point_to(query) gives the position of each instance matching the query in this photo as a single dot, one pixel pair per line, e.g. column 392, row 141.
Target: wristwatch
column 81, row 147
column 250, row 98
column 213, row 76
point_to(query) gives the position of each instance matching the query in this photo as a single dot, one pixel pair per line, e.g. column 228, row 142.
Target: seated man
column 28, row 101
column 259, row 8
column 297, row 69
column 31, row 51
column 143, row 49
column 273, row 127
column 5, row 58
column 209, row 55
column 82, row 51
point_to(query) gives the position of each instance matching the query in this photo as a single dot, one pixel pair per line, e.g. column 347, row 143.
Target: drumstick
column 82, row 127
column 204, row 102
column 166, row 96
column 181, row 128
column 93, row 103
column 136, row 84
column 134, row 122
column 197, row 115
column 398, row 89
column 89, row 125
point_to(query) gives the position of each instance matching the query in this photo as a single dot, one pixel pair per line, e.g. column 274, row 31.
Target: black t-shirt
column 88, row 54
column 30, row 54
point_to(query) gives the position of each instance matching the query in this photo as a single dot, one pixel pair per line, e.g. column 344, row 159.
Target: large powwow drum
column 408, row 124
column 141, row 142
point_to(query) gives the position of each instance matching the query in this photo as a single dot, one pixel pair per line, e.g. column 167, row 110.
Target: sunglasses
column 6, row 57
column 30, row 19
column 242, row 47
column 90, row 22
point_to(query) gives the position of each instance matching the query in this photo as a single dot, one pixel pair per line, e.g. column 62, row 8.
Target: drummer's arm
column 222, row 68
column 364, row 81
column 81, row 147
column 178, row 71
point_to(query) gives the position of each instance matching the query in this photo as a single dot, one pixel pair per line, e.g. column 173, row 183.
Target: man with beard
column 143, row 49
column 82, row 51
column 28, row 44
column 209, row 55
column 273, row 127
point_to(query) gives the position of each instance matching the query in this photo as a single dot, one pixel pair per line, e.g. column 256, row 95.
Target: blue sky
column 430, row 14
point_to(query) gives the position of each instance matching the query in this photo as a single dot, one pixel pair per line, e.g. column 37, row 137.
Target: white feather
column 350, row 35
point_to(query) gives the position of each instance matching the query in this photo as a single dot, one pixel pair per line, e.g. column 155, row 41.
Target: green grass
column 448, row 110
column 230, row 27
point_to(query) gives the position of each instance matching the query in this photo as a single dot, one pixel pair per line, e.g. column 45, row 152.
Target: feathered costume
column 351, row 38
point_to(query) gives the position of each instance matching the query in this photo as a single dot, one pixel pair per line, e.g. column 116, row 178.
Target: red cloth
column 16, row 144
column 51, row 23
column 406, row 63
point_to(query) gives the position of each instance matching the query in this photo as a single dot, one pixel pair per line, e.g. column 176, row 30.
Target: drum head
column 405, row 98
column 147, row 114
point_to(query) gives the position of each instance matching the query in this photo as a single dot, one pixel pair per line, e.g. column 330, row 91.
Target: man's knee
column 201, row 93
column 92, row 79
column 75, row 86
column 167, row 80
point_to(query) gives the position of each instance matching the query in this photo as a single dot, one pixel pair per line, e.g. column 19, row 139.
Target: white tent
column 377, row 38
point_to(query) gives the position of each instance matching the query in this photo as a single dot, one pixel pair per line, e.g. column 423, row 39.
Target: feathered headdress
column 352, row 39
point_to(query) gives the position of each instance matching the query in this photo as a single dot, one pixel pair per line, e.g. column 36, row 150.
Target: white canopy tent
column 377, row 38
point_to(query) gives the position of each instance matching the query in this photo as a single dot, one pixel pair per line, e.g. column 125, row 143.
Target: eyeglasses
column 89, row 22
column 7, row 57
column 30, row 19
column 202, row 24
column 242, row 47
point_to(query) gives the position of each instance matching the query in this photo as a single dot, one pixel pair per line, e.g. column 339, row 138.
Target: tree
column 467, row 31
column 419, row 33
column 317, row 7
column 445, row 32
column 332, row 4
-----
*WORK TO BE COMPLETED*. Each line of the data must be set down again as it is.

*YOUR RESPONSE*.
point_to(query) gives the position of each instance matching the query in this photo as a single dot, one pixel pair per line, e.g. column 392, row 141.
Target: wristwatch
column 81, row 147
column 250, row 98
column 213, row 76
point_to(query) gives the position of each instance matching the query in this photo as a single dot, one pixel pair per line, e.g. column 228, row 142.
Target: seated man
column 28, row 101
column 259, row 8
column 297, row 69
column 31, row 51
column 143, row 49
column 273, row 127
column 5, row 58
column 209, row 55
column 82, row 51
point_to(query) gives the position of each instance matching the query in this photo as a single dot, one pixel pair per line, e.g. column 347, row 143.
Target: drumstick
column 82, row 127
column 204, row 102
column 166, row 96
column 181, row 128
column 93, row 103
column 136, row 84
column 134, row 122
column 197, row 115
column 398, row 89
column 89, row 125
point_to(query) gives the position of each instance matching the query in this photo as a single dot, one pixel pair per line, e.g. column 274, row 31.
Target: black t-shirt
column 88, row 54
column 30, row 54
point_to(query) gives the position of each instance matching the query in this photo as a single dot, one pixel pair per line, e.g. column 344, row 159.
Target: large powwow drum
column 408, row 124
column 141, row 142
point_to(query) gives the position of each instance matching the query in this photo as a single dot, one pixel pair per line, e.g. column 167, row 110.
Target: sunglasses
column 6, row 57
column 30, row 19
column 242, row 47
column 90, row 22
point_to(query) gives the position of each instance matching the query in this photo as a single dot, one pixel pair per line, e.g. column 62, row 8.
Target: drummer's arm
column 222, row 68
column 364, row 81
column 81, row 147
column 178, row 71
point_to(query) gives the position of each instance matching the query in this photo as a single dot, one pixel pair per line, e.g. column 173, row 183.
Target: man with beard
column 143, row 49
column 82, row 51
column 28, row 44
column 209, row 55
column 273, row 127
point_to(query) gives the position of each instance matching the query in this photo as a single dot, one pixel pair per line, e.g. column 256, row 95.
Target: blue sky
column 430, row 14
point_to(query) gives the position of each instance matching the query in this photo as a single dot, one pixel pair per line, e.g. column 37, row 137.
Target: white feather
column 350, row 35
point_to(query) gives the position of each instance matching the query in this photo as a single dot, one pixel pair per line, e.g. column 155, row 41.
Target: green grass
column 448, row 110
column 230, row 27
point_to(query) gives the position of each instance matching the query in this photo as a single dot, one pixel pair per line, e.g. column 45, row 152.
Target: feathered costume
column 351, row 38
point_to(query) gives the position of each instance matching the query in this photo as a single dot, one pixel pair per line, e.g. column 116, row 178.
Target: red cloth
column 16, row 144
column 51, row 23
column 406, row 63
point_to(query) gives the position of each instance matching the query in this photo as a single dot, one pixel pair per line, e.g. column 176, row 30.
Target: drum head
column 405, row 98
column 147, row 114
point_to(query) gives the position of each instance matching the query in this photo as a single dot, one pixel pair per line, e.g. column 330, row 91.
Target: man's knee
column 201, row 93
column 92, row 79
column 75, row 86
column 167, row 80
point_to(query) gives the position of each instance matching the query in this photo as a single dot, one pixel pair per line, e.g. column 19, row 139.
Target: white tent
column 377, row 38
point_to(query) gives the position of each instance matching the query in this photo as a single dot, one pixel pair per line, e.g. column 423, row 39.
Target: feathered headdress
column 352, row 39
point_to(query) gives the position of each instance matching the query in this photo as a single dot, one pixel pair per line, e.g. column 36, row 150.
Target: white canopy tent
column 377, row 38
point_to(query) gives the position of each instance matching the query in this photo as a single dot, one pixel pair per line, e.g. column 125, row 143.
Target: eyeglasses
column 89, row 22
column 7, row 57
column 30, row 19
column 202, row 24
column 242, row 47
point_to(query) gives the position of each instance matching the query in this photo as a single dot, one pixel pair per line, e.g. column 339, row 138.
Target: tree
column 467, row 31
column 419, row 33
column 317, row 7
column 445, row 32
column 332, row 4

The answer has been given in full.